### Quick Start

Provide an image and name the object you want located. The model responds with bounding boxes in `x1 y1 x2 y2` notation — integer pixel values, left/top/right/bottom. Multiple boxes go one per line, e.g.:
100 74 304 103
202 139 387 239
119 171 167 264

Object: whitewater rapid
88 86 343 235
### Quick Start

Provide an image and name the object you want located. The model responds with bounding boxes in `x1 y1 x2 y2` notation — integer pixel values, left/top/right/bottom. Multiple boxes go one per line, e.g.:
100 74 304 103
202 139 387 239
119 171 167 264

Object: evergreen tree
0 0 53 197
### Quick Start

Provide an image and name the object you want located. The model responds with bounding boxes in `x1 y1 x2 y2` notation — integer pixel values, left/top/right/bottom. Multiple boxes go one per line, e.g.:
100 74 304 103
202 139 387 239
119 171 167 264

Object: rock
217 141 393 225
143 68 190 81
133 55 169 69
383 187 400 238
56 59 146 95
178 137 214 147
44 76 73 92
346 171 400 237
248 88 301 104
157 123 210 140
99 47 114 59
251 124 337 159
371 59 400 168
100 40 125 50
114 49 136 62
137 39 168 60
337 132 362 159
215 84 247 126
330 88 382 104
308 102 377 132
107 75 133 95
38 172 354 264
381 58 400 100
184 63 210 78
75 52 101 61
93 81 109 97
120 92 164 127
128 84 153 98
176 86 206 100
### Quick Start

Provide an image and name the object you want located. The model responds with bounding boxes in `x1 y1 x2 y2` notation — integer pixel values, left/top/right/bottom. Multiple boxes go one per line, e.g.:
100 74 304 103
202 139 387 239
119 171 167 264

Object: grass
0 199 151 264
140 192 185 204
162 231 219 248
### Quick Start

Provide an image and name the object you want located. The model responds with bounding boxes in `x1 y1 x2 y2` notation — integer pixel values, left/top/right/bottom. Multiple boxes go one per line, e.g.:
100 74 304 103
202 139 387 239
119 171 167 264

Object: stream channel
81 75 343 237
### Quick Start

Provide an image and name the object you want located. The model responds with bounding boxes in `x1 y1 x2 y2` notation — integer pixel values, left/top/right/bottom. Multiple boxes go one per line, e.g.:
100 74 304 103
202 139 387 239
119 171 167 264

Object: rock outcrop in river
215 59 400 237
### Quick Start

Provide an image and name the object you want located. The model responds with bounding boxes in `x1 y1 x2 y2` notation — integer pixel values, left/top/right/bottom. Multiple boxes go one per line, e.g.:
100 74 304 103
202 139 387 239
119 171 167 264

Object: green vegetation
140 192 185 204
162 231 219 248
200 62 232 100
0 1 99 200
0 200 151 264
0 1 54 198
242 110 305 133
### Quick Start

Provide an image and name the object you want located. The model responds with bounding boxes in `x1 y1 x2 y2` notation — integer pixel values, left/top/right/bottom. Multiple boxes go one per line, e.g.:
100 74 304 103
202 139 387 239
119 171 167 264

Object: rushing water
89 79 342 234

[The problem]
Tally the lines in the rows above that contain the string "rock", with case counting, and give only the number.

[Full solution]
2